EXCERPT PROVIDED
Radical Nature

Before I forget, here’s a brief glimpse at another major exhibition I visited in London: Radical Nature: Art and Architecture for a Changing Planet – an RSA Arts & Ecology project at the Barbican Gallery.

Air-Port-City, Tomas Saraceno

From the RSA:
“The beauty and wonder of nature have provided inspiration for artists and architects for centuries. Since the 1960s, the increasingly evident degradation of the natural world and the effects of climate change have brought a new urgency to their responses. Radical Nature is the first exhibition to bring together key figures across different generations who have created utopian works and inspiring solutions for our ever-changing planet.

Work by pioneering figures such as the architectural collective Ant Farm and visionary architect Richard Buckminster Fuller, artists Joseph Beuys, Agnes Denes, Hans Haacke
and Robert Smithson, are shown alongside pieces by a younger generation of practitioners including Heather and Ivan Morison, R&Sie(n), Philippe Rahm and Simon Starling.”

Such a massive exhibition covering a huge range of territory! It was a privilege to experience the visionary ideas, dreams and projects of so many brilliant people all under one roof. Over the duration of the exhibition (it continues until 18th October), there is also a host of fascinating side-events, talks and off-site projects, which will make a huge impact, and reach thousands of people. There is The Dalston Mill for instance, created by EXYZT, an experimental and socially-engaged architectural collective. They have turned a disused railway site into a functioning windmill producing flour and bread, and offering a range of public activities and feasts.

Being a retrospective, I had seen many of the exhibits before. As I said, it was great to see this body of work all together. All were interesting, though some rather dated of course, and some downright distasteful – like the one pictured below – of Henrik Hakansson’s ‘Fallen Forest’ a section of rainforest attempting to grow sideways out of giant black plastic pots.

EXERCISE GOAL
In the Radical Nature post, what did EXYZT turn a disused railway site into? The data that comes next is separate material, unrelated to the Radical Nature post.

DATASET EXCERPT

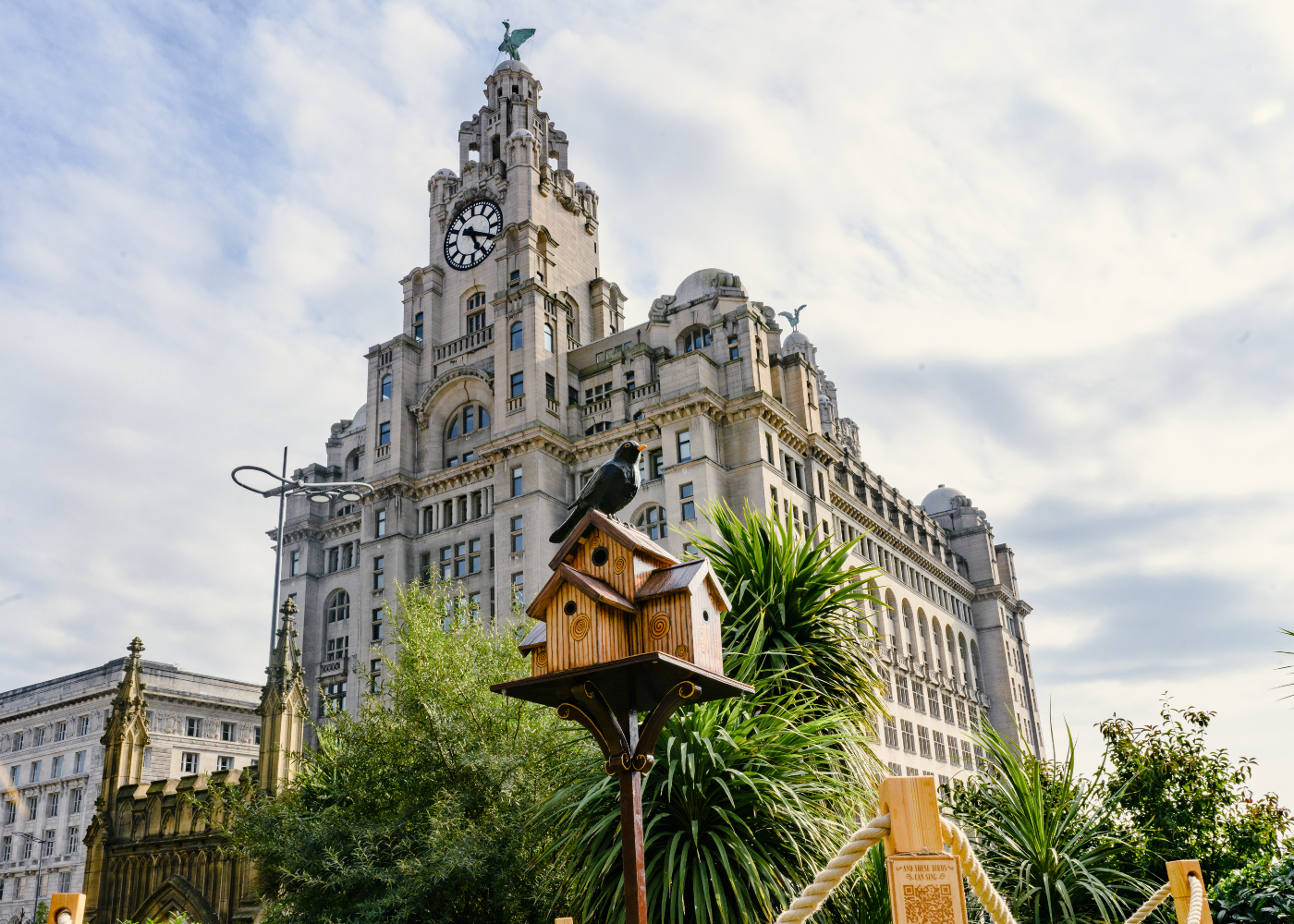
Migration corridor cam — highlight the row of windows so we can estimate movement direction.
[13,711,92,750]
[0,822,80,858]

TASK OUTPUT
A functioning windmill producing flour and bread.